— Work item —
In the passage on TF enrichment p-values, the difference between observed and population means drops more rapidly with increasing p-values under the tf-normal model than under the log-entropy model. Explain what the passage concludes from this.

— Text under study —
Using the procedure described above, a p-value was generated for each of the 433 TFs with respect to literature association with the DEGs. We posit that the most relevant TF is the one with the highest association, hence lowest p-value. Figure 4 shows the correlation between TF enrichment p-values and mean association scores for all 433 TFs with respect to the observed Interferon stimulated DEGs (red) or the entire gene population (green). As expected, we found that the difference between the observed and population means decreased as a function of increasing p-values. We also found that this difference rapidly dropped with increasing p-values for the tf-normal model compared with the log-entropy model. This indicates that fewer TFs are deemed significantly associated with the DEGs according to the tf-normal (more explicit) model than the log entropy model.

Figure 4
figure 4

Correlation between cosine scores and TF enrichment p-values for the Interferon dataset. Average cosine values derived by (a) tf-normal LSI model or (b) log-entropy LSI model between all 433 TFs and 95 Interferon DEGs (red line) or the entire population of 21,027 genes (green line).

[Stored records]

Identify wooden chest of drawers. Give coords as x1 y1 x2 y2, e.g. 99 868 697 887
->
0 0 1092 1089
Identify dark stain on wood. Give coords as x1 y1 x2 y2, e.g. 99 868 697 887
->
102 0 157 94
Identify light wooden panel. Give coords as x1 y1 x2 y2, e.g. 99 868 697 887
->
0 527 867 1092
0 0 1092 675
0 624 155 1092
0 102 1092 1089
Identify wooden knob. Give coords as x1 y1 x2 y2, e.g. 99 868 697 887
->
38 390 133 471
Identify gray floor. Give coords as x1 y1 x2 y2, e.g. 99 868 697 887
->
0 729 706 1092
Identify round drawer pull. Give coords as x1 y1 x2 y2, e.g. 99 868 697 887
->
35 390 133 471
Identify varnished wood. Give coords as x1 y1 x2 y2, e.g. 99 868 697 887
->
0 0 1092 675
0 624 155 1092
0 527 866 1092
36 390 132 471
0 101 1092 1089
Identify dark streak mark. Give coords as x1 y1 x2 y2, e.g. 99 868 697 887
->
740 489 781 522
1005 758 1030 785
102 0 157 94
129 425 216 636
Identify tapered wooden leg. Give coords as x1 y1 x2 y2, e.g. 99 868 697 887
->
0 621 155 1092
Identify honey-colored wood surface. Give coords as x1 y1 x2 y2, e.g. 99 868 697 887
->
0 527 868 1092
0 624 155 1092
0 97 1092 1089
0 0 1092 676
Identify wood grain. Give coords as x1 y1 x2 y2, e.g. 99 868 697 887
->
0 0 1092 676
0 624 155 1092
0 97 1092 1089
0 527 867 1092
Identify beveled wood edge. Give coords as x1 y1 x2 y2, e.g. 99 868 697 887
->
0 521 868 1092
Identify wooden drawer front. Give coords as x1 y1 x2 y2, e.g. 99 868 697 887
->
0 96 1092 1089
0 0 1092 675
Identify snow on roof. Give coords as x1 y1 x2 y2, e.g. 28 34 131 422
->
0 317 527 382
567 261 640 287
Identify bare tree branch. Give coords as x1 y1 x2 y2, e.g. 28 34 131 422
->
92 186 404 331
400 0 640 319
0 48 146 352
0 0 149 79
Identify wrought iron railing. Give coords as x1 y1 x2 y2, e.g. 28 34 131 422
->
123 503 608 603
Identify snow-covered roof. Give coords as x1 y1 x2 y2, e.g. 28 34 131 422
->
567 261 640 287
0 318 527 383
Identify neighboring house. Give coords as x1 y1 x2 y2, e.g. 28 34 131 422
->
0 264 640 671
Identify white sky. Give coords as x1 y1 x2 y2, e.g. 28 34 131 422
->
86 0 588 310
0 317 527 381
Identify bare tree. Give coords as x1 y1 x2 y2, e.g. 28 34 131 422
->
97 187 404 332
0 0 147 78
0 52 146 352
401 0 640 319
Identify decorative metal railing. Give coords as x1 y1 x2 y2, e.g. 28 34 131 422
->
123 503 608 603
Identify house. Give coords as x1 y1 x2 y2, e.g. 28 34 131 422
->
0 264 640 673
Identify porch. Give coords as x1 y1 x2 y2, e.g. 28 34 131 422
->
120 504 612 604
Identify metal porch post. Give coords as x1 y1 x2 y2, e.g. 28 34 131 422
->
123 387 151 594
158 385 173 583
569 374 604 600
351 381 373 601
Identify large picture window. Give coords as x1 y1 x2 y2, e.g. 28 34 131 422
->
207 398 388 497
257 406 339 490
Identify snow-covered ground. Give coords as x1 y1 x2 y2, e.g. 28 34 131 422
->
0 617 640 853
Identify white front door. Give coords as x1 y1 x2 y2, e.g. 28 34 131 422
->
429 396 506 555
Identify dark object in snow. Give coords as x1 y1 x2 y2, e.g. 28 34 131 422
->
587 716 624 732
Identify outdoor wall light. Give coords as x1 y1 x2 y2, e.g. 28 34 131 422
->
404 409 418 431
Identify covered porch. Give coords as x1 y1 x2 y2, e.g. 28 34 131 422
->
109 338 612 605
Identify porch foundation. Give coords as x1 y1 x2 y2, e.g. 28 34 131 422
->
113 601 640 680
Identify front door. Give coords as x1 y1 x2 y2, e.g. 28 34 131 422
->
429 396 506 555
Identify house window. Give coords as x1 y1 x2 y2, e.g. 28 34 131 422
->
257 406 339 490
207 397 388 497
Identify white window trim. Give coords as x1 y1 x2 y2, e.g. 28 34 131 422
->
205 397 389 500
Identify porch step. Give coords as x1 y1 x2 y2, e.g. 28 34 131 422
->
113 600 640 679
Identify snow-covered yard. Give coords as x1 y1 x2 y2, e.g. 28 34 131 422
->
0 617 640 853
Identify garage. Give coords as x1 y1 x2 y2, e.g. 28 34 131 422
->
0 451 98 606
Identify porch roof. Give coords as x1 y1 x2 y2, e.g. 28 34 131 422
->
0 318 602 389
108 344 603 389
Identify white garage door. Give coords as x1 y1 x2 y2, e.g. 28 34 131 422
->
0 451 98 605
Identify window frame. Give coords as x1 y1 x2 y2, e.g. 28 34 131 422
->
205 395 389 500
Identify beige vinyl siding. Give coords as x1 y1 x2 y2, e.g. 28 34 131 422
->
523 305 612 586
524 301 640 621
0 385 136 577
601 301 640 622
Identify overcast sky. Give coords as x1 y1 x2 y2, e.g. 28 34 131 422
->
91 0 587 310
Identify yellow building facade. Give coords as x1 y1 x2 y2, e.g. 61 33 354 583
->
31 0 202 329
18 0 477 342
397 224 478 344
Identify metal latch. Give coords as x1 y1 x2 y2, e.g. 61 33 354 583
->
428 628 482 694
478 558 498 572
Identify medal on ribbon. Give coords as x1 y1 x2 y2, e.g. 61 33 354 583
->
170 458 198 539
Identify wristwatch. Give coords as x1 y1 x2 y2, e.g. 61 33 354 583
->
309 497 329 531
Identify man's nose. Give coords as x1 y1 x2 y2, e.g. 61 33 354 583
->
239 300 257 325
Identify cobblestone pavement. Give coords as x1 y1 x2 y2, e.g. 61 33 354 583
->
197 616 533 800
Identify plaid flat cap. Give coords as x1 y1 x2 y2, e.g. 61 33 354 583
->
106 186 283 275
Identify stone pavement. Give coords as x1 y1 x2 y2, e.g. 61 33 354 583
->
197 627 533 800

— Finished exercise —
The passage concludes that fewer TFs are deemed significantly associated with the DEGs under the tf-normal model than under the log-entropy model. It describes the tf-normal model as the more explicit of the two.